Passage to read →
------------------------

What is at stake is the answer to two interrelated yet simple questions. Is the vital interest of the United States – its continued existence as a nation-state – at risk from the actions of any other nation-state? Do the actions undertaken by the United States in or to other nation-states threaten their interests and continuity?
The answers can be found in the intellectual fervor at work in the decades before the formation of the United States. Many of the new ideas had been championed by English thinkers such as Adam Smith and John Locke (reason, natural law, government and social contract, economics), and French theorists such as Baron de Montesquieu (division of political power and the role of law) and Jean Jacque Rousseau (individual freedom, civil liberty). For these men the principal standard by which a person’s actions were to be judged rested not on the dictates of religion or royal privilege but on the patient and thoughtful use of reason to examine relevant circumstances that influence personal choices (and limitations on choices) by individuals and by the agreement of society as a whole. These were the tenets for which the “Founding Fathers” fought a war (albeit one supported, opposed, and ignored by approximately one third of the colonial population).
Thus the Revolutionary War was first and foremost a dispute over controlling the prevailing economic model in North America from the Atlantic shore to the discontinuous elevations that pass for a “mountain range” in the continental east. It was also a dispute over the emergence of national policy as settlers moved westward.
By the early 19th century, the ruling elites in Europe had succeeded in creating a multi-polar international system designed to dampen the frequency and intensity of wars. But the rise of unbridled nationalism undermined this promising trend, as it did the existence of equal and reciprocal obligations, responsibilities, and rights to be enjoyed by every individual in every country.

------------------------

Descriptions of regions in natural language →

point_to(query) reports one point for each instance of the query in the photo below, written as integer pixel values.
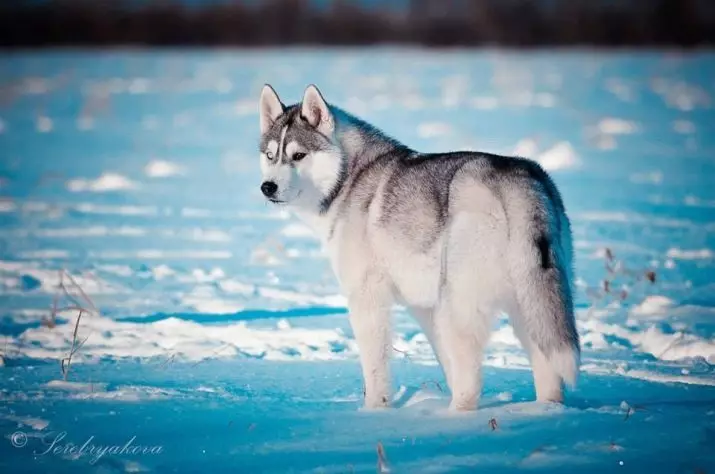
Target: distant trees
(518, 23)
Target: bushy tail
(540, 267)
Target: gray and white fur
(456, 237)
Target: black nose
(269, 188)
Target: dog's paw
(376, 403)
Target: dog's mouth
(280, 201)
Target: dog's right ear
(270, 108)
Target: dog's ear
(270, 108)
(316, 111)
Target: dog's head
(301, 160)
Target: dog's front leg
(370, 320)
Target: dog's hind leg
(543, 317)
(426, 319)
(547, 381)
(469, 290)
(369, 308)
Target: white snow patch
(176, 338)
(526, 147)
(484, 103)
(684, 127)
(44, 124)
(560, 156)
(163, 169)
(651, 305)
(106, 182)
(69, 386)
(34, 423)
(6, 205)
(433, 129)
(90, 208)
(297, 230)
(700, 254)
(652, 177)
(616, 126)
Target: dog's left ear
(316, 111)
(270, 108)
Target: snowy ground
(221, 343)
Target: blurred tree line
(517, 23)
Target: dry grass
(70, 290)
(619, 283)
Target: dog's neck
(361, 144)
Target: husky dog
(456, 237)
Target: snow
(222, 335)
(106, 182)
(699, 254)
(163, 169)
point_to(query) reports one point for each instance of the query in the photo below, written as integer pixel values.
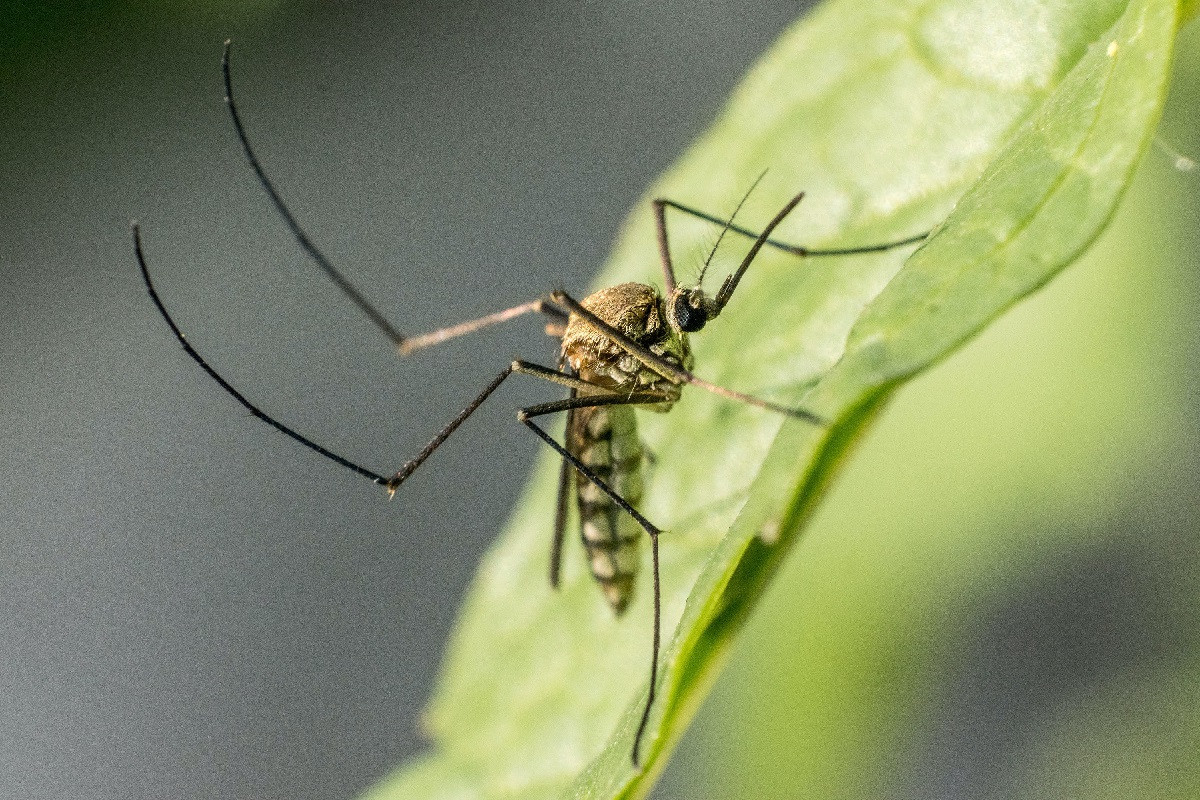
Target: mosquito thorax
(639, 312)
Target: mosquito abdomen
(605, 439)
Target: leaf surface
(1013, 127)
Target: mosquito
(622, 348)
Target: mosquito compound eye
(690, 318)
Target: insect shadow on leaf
(622, 348)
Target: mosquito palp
(622, 348)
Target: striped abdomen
(605, 439)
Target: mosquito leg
(405, 344)
(526, 416)
(565, 479)
(673, 372)
(238, 396)
(796, 250)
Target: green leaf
(1023, 121)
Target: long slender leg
(562, 503)
(796, 250)
(673, 372)
(526, 416)
(400, 476)
(405, 344)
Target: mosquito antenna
(725, 228)
(298, 233)
(731, 282)
(225, 384)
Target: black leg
(405, 344)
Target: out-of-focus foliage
(886, 115)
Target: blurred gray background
(192, 606)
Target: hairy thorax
(636, 311)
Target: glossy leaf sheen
(1021, 120)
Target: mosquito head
(690, 310)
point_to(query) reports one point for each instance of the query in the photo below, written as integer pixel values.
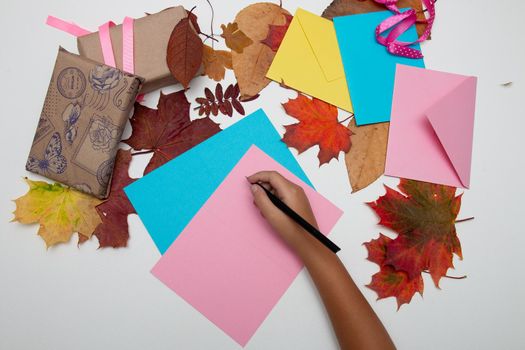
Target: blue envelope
(369, 68)
(167, 198)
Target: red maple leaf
(318, 125)
(167, 131)
(388, 282)
(113, 231)
(276, 33)
(423, 215)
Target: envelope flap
(452, 118)
(320, 34)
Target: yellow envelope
(308, 60)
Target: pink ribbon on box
(128, 61)
(400, 22)
(68, 27)
(105, 40)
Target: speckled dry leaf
(234, 38)
(184, 52)
(59, 210)
(365, 161)
(353, 7)
(250, 67)
(216, 62)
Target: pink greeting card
(228, 263)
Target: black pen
(299, 220)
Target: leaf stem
(451, 277)
(466, 219)
(142, 152)
(211, 24)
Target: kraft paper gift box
(151, 36)
(85, 111)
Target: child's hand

------------------------

Exercise 1 →
In the passage on the founding of the United States, which ideas are credited to Baron de Montesquieu?
Exercise 2 →
Extend the passage on the founding of the United States with a new paragraph that picks up after its final sentence.
The records have no role in this work.

Written reply 1 →
Division of political power and the role of law.

Written reply 2 →
By the mid 20th century, disputes had become so intense that many predicted a permanent state of war in a bifurcated globe. Those who held a wide concept of the national interest also held that sustaining this interest required an unlimited readiness to apply military power to “resolve” all “zero-sum” disputes (those in which one side – us – wins everything while our adversary loses everything) in favor of the United States. Moreover, the freedoms and liberties inherited by the people became submerged to the rise of a new governing Leviathan, the “national security state.”
What the 43 year “Cold War” displaced in our history is the memory of how a people, for all the mistakes in their often assertive self-declared international pragmatism, managed to retain actively the intellectual foundations of their revolution for others to absorb. Historically, this struggle began April 3, 1775 when the “shot heard ‘round the world” was fired at Lexington and Concord, and was technically terminated at the signing of the Treaty of Paris on September 3, 1783. That shot continues to be heard around the world to this day – not to announce the integration of western freedom with the culture and traditions of others but to assume that U.S. national interest must and will be sustained – even if the last throw of the dice – through military power.
It is time to end the Pentagon’s addiction to the paradigm of annihilation – what some have labeled as “industrialized warfare” – that has become the last justification of the traditional American approach to war. Such wars may be “safer,” more palatable, and even more popular than wars of attrition. But they surely are no more “right” simply because fewer fatalities result with reduced exposure to danger by foreign forces.